**Quoted text**
--------
C# List – The ultimate Guide in 2024 – 15 years of .NET
The C# list is more than just a typical „group of things“. According to it’s official documentation it’s an object consisting of strongly typed objects. The objects inside of lists can be accessed by something called index, which is some sort of common enumeration / numbering style in programming. Additionally, C# lists can be manipulated by using some typical helper methods like „Add“, „RemoveAt“ or even sorted, by like „Sort“.
Inhaltsverzeichnis
- 1 The C# List – more than just a group of objects
- 2 What are Lists in C# or .NET in general?
- 3 Generic C# Lists to the rescue!
- 4 But what about Arrays ’n‘ stuff?
- 5 When not to use Lists & alternatives instead!
- 6 C# List – Quick examples
- 7 Conclusion
- 8 Related posts
The C# List – more than just a group of objects
Before we start our deep dive into the technical world of C# Lists, we will first start to evaluate on the concept itself. I mean, how would we be fully able to understand, what’s going on, if we don’t understand the problems it’s trying to solve.
Another thing is, that we will learn to think about common pitfalls, like when we should rather not be using the list type. Many people will just always fall back to a C# List, when there would be better opportunities at hand. I’m talking about usability or even considering performance. As professional developers, we should of course aim for professional software, right!?
This guide aims for helping you, getting a deep understanding about the C# List. If you however just need some quick examples, feel free to visit the corresponding section. You can of course use the table of contents as well.
But no worries, I will guide you through all of that through this post! As always: If you have any suggestions for improvements or like general questions, feel free to talk about them in the comments section further down.
What are Lists in C# or .NET in general?
When starting to think about a C# list (or .NET in general, like VB.NET) you can imagine some sort of related / closely coupled objects. Just like in the real life, we can „list up“ things together, so we can like „group“ them. You could say, that their togetherness has a special meaning.
For the first actual – and easy – code example, think about simple numbers like for example: 3, 5, 7 and 9. These numbers alone are pretty non-saying, right? I mean of course, a mathematician would probably see those in a special way, okay, but not everybody. This is where the list could come into play!
--------
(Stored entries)
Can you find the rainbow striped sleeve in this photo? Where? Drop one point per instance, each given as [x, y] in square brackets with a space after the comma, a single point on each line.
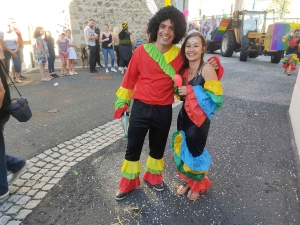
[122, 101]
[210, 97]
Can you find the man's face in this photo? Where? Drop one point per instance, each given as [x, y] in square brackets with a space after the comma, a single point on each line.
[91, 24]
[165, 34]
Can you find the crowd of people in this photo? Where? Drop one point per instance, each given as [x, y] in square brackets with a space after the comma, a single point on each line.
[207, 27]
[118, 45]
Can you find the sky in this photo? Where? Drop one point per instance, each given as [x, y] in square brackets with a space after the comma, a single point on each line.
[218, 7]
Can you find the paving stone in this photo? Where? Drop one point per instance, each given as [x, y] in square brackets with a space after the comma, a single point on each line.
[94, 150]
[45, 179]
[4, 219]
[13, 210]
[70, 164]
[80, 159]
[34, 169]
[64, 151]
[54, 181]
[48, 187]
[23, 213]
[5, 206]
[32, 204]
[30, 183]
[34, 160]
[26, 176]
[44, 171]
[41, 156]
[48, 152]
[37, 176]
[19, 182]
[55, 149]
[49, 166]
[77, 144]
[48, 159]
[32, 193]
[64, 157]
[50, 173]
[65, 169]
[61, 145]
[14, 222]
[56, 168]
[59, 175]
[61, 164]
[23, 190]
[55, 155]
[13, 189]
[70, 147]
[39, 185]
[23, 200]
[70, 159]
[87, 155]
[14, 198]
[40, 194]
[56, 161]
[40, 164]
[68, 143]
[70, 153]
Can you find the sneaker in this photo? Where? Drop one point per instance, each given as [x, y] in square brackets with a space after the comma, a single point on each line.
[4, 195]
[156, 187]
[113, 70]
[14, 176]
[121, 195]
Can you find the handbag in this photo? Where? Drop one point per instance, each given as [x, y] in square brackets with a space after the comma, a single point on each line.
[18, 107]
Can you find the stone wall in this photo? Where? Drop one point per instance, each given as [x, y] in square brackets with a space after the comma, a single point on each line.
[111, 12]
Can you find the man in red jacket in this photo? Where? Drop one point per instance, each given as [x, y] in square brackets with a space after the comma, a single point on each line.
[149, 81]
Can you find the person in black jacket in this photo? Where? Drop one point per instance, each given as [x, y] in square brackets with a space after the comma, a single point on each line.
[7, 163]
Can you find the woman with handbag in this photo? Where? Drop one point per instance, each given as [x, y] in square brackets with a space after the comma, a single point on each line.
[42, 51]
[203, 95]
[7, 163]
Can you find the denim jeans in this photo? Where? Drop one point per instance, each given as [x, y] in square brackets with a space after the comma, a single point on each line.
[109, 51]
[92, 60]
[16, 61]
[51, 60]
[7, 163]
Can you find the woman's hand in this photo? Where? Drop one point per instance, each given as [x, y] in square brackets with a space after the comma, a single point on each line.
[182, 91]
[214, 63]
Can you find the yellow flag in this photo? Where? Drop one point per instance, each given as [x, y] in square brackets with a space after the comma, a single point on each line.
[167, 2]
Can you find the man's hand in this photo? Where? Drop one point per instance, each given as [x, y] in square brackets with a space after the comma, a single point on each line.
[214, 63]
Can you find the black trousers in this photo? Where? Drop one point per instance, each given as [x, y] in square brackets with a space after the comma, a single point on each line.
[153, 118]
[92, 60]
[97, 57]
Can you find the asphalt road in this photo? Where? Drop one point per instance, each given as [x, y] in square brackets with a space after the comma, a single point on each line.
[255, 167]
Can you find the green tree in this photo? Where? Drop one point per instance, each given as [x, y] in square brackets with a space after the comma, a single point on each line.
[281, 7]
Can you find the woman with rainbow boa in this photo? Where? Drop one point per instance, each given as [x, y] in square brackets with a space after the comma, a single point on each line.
--------
**Problem details**
Using the C# list guide, explain why it examines the concept of the list before starting the technical deep dive.

**The reply**
The guide first evaluates the concept itself because it argues that we can't fully understand what's going on with C# Lists unless we understand the problems they are trying to solve.